### [Object point labels]
━━━━━━

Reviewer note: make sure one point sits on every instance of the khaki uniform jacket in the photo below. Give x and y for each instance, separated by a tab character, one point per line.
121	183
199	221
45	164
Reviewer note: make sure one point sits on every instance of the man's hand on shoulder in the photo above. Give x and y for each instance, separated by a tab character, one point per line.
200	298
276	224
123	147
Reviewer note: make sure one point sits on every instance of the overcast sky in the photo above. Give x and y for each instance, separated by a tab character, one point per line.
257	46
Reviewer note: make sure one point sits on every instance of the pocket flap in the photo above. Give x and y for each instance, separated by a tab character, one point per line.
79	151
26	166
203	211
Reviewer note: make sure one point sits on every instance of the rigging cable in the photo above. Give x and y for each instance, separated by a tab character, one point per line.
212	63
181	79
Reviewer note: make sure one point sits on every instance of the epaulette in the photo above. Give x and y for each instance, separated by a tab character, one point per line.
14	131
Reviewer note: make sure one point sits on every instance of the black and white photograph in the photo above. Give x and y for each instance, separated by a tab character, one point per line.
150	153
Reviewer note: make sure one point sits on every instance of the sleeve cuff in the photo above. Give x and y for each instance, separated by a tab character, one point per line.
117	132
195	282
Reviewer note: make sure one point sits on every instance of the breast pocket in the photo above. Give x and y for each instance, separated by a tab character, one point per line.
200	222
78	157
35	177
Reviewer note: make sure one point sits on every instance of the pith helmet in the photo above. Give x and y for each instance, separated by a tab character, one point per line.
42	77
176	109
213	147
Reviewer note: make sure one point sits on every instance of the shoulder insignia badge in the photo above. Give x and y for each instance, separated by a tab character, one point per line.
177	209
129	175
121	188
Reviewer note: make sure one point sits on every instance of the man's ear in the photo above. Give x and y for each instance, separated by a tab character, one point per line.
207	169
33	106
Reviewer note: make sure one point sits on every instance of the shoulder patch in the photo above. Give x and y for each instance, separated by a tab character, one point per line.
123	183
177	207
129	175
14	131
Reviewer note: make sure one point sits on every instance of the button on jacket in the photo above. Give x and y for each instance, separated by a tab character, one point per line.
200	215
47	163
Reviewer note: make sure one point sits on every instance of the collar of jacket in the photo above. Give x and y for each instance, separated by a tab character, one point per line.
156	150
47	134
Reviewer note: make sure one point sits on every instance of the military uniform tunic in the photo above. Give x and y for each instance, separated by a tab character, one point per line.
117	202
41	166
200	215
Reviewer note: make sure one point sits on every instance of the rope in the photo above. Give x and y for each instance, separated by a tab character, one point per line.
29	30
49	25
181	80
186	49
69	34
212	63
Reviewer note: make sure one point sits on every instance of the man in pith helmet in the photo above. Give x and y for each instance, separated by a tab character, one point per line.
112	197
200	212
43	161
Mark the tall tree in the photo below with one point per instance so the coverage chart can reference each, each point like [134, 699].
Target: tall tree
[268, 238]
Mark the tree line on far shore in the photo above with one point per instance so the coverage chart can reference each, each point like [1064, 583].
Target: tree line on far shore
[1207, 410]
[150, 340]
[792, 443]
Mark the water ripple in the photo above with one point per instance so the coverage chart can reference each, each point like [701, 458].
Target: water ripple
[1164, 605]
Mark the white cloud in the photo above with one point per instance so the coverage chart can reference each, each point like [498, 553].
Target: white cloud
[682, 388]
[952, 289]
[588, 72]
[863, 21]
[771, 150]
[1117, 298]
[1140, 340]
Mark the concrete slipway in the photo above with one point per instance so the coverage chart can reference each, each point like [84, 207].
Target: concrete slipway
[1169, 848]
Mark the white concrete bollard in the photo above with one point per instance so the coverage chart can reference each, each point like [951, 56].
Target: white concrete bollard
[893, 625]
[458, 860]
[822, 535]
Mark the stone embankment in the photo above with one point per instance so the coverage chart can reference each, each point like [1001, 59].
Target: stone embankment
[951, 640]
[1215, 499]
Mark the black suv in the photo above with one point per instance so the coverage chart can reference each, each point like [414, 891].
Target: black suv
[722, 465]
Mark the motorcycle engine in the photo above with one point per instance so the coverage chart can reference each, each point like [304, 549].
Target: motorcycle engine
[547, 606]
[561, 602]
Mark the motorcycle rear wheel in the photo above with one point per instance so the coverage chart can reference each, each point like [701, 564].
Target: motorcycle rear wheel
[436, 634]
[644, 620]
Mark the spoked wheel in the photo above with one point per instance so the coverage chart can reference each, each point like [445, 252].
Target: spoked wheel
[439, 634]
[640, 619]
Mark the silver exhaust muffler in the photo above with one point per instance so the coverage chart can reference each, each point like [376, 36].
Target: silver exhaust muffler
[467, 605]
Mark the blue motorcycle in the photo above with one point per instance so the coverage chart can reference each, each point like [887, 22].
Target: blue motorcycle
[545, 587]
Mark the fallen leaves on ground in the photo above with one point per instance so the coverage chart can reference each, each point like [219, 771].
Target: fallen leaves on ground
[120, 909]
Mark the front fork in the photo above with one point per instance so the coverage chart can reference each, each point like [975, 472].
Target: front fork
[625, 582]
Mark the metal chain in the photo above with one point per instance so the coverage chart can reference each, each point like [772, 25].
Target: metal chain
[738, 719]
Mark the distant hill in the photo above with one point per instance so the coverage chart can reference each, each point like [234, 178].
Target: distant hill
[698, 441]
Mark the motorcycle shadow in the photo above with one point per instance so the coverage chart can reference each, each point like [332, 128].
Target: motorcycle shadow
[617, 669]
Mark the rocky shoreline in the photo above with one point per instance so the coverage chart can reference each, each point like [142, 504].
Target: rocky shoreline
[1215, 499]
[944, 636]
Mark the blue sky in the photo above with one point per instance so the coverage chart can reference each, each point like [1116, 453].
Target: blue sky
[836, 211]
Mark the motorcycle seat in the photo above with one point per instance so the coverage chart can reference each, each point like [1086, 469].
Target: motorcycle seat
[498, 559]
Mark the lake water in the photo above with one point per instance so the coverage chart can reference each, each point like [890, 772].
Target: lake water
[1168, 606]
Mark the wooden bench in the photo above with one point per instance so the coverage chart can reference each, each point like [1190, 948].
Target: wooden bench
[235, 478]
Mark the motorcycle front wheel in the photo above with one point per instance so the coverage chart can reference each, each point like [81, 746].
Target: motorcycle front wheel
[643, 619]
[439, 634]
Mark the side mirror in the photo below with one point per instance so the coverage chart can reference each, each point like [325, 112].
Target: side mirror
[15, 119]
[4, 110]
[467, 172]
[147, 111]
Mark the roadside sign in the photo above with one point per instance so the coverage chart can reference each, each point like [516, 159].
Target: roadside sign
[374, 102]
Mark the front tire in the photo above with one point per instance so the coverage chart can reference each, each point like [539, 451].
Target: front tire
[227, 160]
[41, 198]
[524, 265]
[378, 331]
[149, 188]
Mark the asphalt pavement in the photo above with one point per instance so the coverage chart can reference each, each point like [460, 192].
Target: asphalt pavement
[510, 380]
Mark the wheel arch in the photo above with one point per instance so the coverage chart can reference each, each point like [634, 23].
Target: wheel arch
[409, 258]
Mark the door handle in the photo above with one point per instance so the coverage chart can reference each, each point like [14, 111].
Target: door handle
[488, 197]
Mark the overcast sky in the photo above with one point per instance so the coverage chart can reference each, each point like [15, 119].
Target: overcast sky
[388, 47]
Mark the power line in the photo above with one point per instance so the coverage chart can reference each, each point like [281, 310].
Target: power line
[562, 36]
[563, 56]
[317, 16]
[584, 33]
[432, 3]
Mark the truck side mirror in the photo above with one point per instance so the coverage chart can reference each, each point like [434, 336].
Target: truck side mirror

━━━━━━

### [Short problem]
Take the entries above and copy them out exactly.

### [Solution to the problem]
Reviewer note: make sure one point sits on every instance of the khaki uniform jacket in the photo below. Give x and y for each instance, separated by a tab character, one point per line.
121	183
199	221
45	164
Reviewer note: make sure one point sits on every instance of the man's hand on shoulder in the photo above. Give x and y for each instance, separated by a tab character, one point per line.
200	298
276	224
123	147
Reviewer note: make sure one point sits on every instance of the overcast sky in the photo above. Give x and y for each instance, separated by a tab character, one point per line.
257	46
Reviewer note: make sure one point sits on every instance of the pocket flap in the photo above. Give x and y for each instance, separated by a tab character, one point per line.
79	151
26	166
203	211
Reviewer note: make sure one point sits on every instance of the rigging cable in the photo above. Give x and y for each instance, separated by a tab character, one point per line.
212	63
181	79
Reviewer note: make sure one point sits on every instance of the epaulette in the photo above. Give x and y for each instance, separated by a tab character, one point per line.
14	131
Reviewer note: make sure one point sits on every instance of the black and white photograph in the photo above. Give x and y for each instance, separated by a tab character, one point per line.
150	153
Reviewer note: make sure one point sits on every instance of the sleeve cuff in the photo above. Give x and y for each instance, separated by a tab character, one point per line.
117	132
195	282
Reviewer note: make sure one point sits on every instance of the breast pocket in the photo above. Give x and y for each instance, separated by a tab character, one point per line.
200	222
78	157
35	177
Reviewer note: make sure one point sits on every instance of the pith helmet in the photo above. Give x and y for each instance, separated by a tab character, one point per line.
42	77
176	109
213	147
Reviewer note: make sure one point sits on every instance of the shoulder insignia badge in the photo above. Give x and y for each instance, separated by a tab character, one point per line.
177	209
129	175
121	188
Reviewer note: make sure one point sits on every instance of the man's ear in the photo above. Give x and y for each instance, separated by a tab character, one point per line.
207	169
33	106
Reviewer note: make sure one point sits on every instance of the shoulder patch in the photo above. Give x and y for each instance, separated by a tab character, one point per line.
123	183
177	207
129	175
14	131
Reviewer note: make sure one point sits on every instance of the button on jacket in the photo above. Give x and y for each instance, separated by a tab character, one point per line.
200	215
47	163
Reviewer note: make sure one point sits on every instance of the collar of jacket in the photo above. Give x and y for each instance, separated by a tab character, one point per line.
156	150
47	134
Reviewer note: make sure one point sits on every instance of the military uniform tunic in the photo above. Give x and y for each instance, separated by a tab character, one point per line.
117	202
41	166
200	215
Reviewer note: make sure one point sits on every instance of the rope in the photo above. Give x and y for each instance, separated by a tab character, one point per line.
29	30
49	25
181	80
186	49
69	34
212	63
Reviewer note: make sure one point sits on every instance of the man in pith helmet in the photo above. Give x and y for each instance, separated by a tab character, one point per line.
112	197
200	212
43	161
Mark the tall tree in the photo below with one point per instance so the coverage chart can reference each, each point like [134, 699].
Target: tall tree
[268, 238]
Mark the tree line on far shore in the photo above with one point per instance so the coverage chart can reference each, each point like [1064, 583].
Target: tree line on far shore
[1207, 410]
[150, 340]
[792, 443]
Mark the water ripple in the photo above with one point per instance so the coverage chart can reference each, each point like [701, 458].
Target: water ripple
[1164, 605]
Mark the white cloud in the photo above with one point per instance so the coverage chart can reference each, each point like [498, 553].
Target: white cloud
[682, 388]
[952, 289]
[588, 72]
[863, 21]
[771, 150]
[1117, 298]
[1140, 340]
Mark the concrete slipway in the photo above with one point per instance so the coverage chart can reference each, each point like [84, 207].
Target: concrete slipway
[1169, 848]
Mark the white concrete bollard in the photo above with one point per instance so the coverage chart can reference each, each point like [951, 56].
Target: white concrete bollard
[893, 625]
[458, 860]
[822, 535]
Mark the stone embankment in the photo above with one point per instance so the coverage chart can reference each, each point like [1001, 59].
Target: stone embankment
[951, 640]
[1215, 499]
Mark the black suv in the photo above with one point per instance so the coverage chart can reference each, each point like [414, 891].
Target: black suv
[722, 465]
Mark the motorcycle engine in the photo above with one point per instance so the coverage chart can reference each, each point like [304, 549].
Target: motorcycle engine
[547, 606]
[561, 602]
Mark the motorcycle rear wheel in the photo above with one point per instance so the coverage chart can reference each, each point like [701, 564].
Target: motorcycle rear wheel
[436, 634]
[644, 620]
Mark the spoked wheel in the photo above with one point per instance so the coverage chart can reference each, each point like [445, 252].
Target: spoked wheel
[439, 634]
[640, 619]
Mark the silver exhaust muffler in the photo above with one point per instance so the coverage chart can reference each, each point like [376, 36].
Target: silver exhaust muffler
[467, 605]
Mark the blue motorcycle in the photo above with one point per instance so the coverage chart can reference each, each point like [887, 22].
Target: blue motorcycle
[545, 587]
Mark the fallen leaves on ground in the photo above with one point per instance so the coverage chart can reference each, each point like [219, 771].
Target: fallen leaves on ground
[120, 909]
Mark the front fork in the photo above with one point per instance so the coverage chart can reference each, each point like [975, 472].
Target: front fork
[625, 582]
Mark the metal chain in the photo above with one point per instance so the coverage chart can reference each, each point like [772, 25].
Target: metal chain
[738, 719]
Mark the distant hill in the photo above with one point per instance so the coverage chart can reference each, each point like [234, 178].
Target: distant hill
[698, 441]
Mark the motorcycle shadow in the photo above with one point per instance so the coverage chart can reference each, each point like [332, 128].
Target: motorcycle shadow
[617, 669]
Mark the rocky shoreline in the photo above with one point per instance so the coverage chart can reference each, each point like [142, 504].
Target: rocky shoreline
[1215, 499]
[944, 636]
Mark the blue sky in the photo above with one point per instance so the coverage chart can reference each, each point like [1116, 453].
Target: blue sky
[836, 211]
Mark the motorcycle seat in the photo above with one point per instance so the coverage chart can reference each, each point like [1086, 469].
Target: motorcycle seat
[498, 559]
Mark the lake water in the photo above with one point per instance so the coverage chart can reference each, each point like [890, 772].
Target: lake water
[1168, 606]
Mark the wooden bench in the photo above with one point per instance so the coverage chart can reference each, each point like [1190, 948].
Target: wooden bench
[235, 478]
Mark the motorcycle front wheel in the photo above with one point per instance so the coverage chart can reference each, each point like [81, 746].
Target: motorcycle front wheel
[643, 619]
[439, 634]
Mark the side mirror in the photo below with one point per instance so the coverage chart can reference each, each point like [325, 112].
Target: side mirror
[15, 119]
[4, 110]
[467, 172]
[147, 111]
Mark the roadside sign in the photo above with one point per instance so the coverage chart can reference each, each point like [516, 159].
Target: roadside sign
[374, 102]
Mark the front tire in the photo above with one point per instance so the coverage chart can reference each, each point like [539, 451].
Target: front tire
[227, 160]
[41, 198]
[524, 265]
[378, 331]
[149, 188]
Mark the asphalt pavement in the photo above with one point per instance so the coverage chart can reference each, each point like [460, 192].
Target: asphalt pavement
[510, 380]
Mark the wheel arch in the photo above with one point per instance so the coverage chart can reference each, each point like [634, 23].
Target: wheel arch
[409, 258]
Mark the door handle in the photo above with one point per instance so the coverage chart can reference each, each point like [14, 111].
Target: door handle
[488, 197]
Mark the overcast sky in the photo above with one point per instance so the coverage chart can reference each, each point like [15, 119].
Target: overcast sky
[388, 47]
Mark the power line in the photo above with one point per instance so the coverage chart can reference each, each point like [281, 310].
Target: power line
[562, 36]
[563, 56]
[317, 16]
[584, 33]
[432, 3]
Mark the truck side mirror in the photo above with one point per instance so the coverage chart can reference each, each point like [434, 336].
Target: truck side mirror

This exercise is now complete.